_Stated problem_: Gather every line in the records below that contains the word "foliage" and copy each one out. Case matters, so a line counts only if the capitalization is the same.

──────── Materials provided

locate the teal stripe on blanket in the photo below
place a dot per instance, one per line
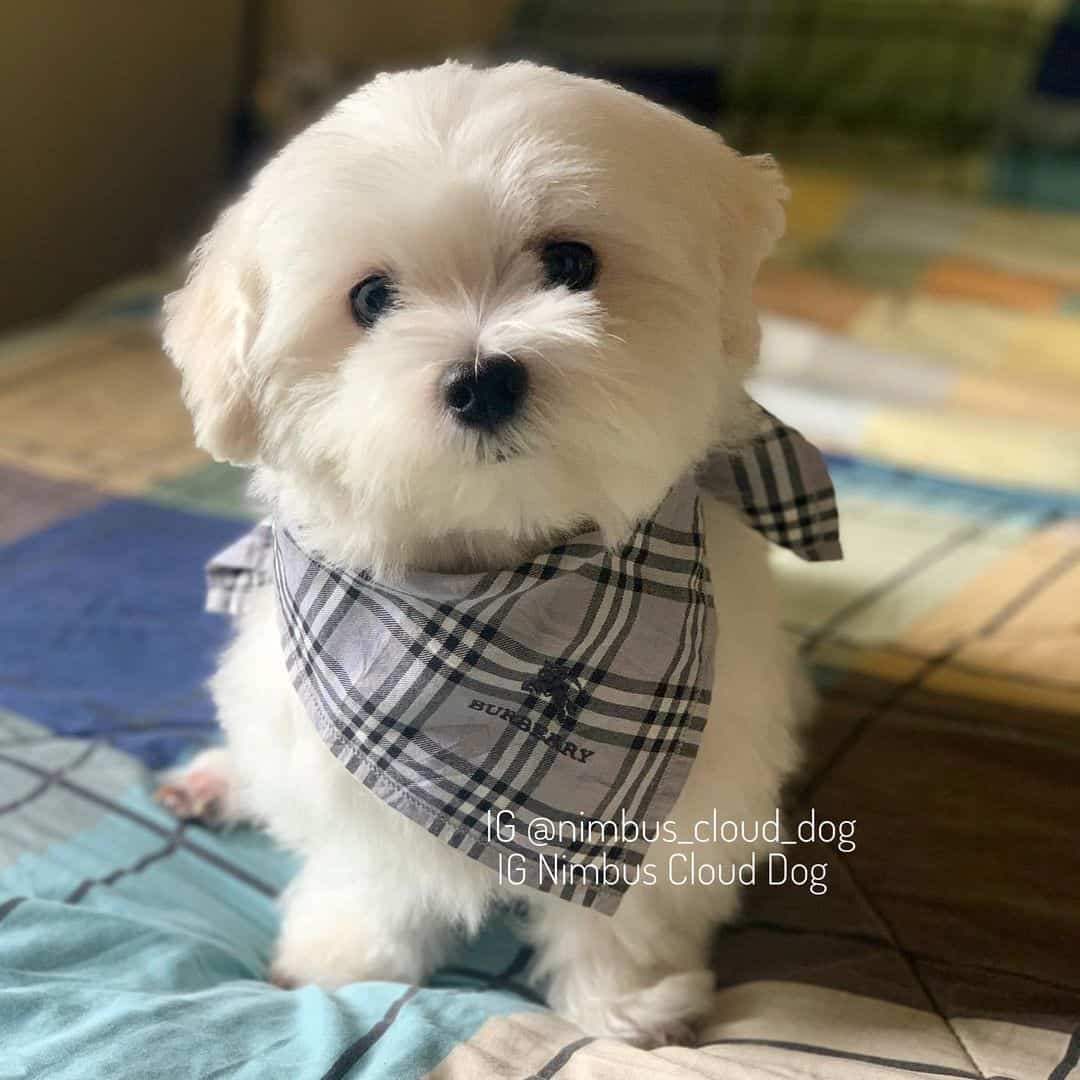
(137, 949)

────────────────
──────── Materials provided

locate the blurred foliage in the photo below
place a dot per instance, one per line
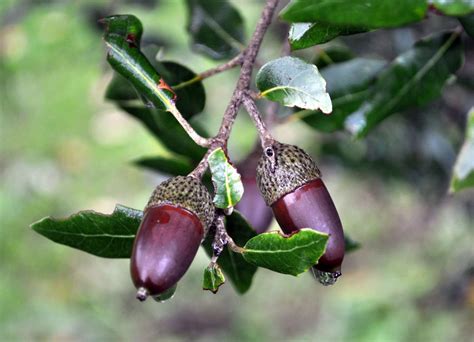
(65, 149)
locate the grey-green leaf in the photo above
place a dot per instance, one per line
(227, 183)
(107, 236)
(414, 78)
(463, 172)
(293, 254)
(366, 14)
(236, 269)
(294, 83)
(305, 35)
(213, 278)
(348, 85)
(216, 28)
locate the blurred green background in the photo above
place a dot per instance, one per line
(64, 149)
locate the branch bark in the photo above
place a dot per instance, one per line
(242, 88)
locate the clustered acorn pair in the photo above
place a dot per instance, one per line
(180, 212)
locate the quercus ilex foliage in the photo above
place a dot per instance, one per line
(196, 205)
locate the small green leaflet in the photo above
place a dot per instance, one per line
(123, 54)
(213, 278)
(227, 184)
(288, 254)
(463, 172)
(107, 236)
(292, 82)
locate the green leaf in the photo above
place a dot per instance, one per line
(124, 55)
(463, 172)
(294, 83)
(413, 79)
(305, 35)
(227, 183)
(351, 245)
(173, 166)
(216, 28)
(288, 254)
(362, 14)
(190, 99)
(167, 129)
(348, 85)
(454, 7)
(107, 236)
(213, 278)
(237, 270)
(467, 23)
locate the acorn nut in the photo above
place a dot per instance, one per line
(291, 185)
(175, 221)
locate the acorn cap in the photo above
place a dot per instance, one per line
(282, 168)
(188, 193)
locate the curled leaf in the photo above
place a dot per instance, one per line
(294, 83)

────────────────

_Worked answer_:
locate the blurred foliage in the photo below
locate the quercus ilex foliage in the photo above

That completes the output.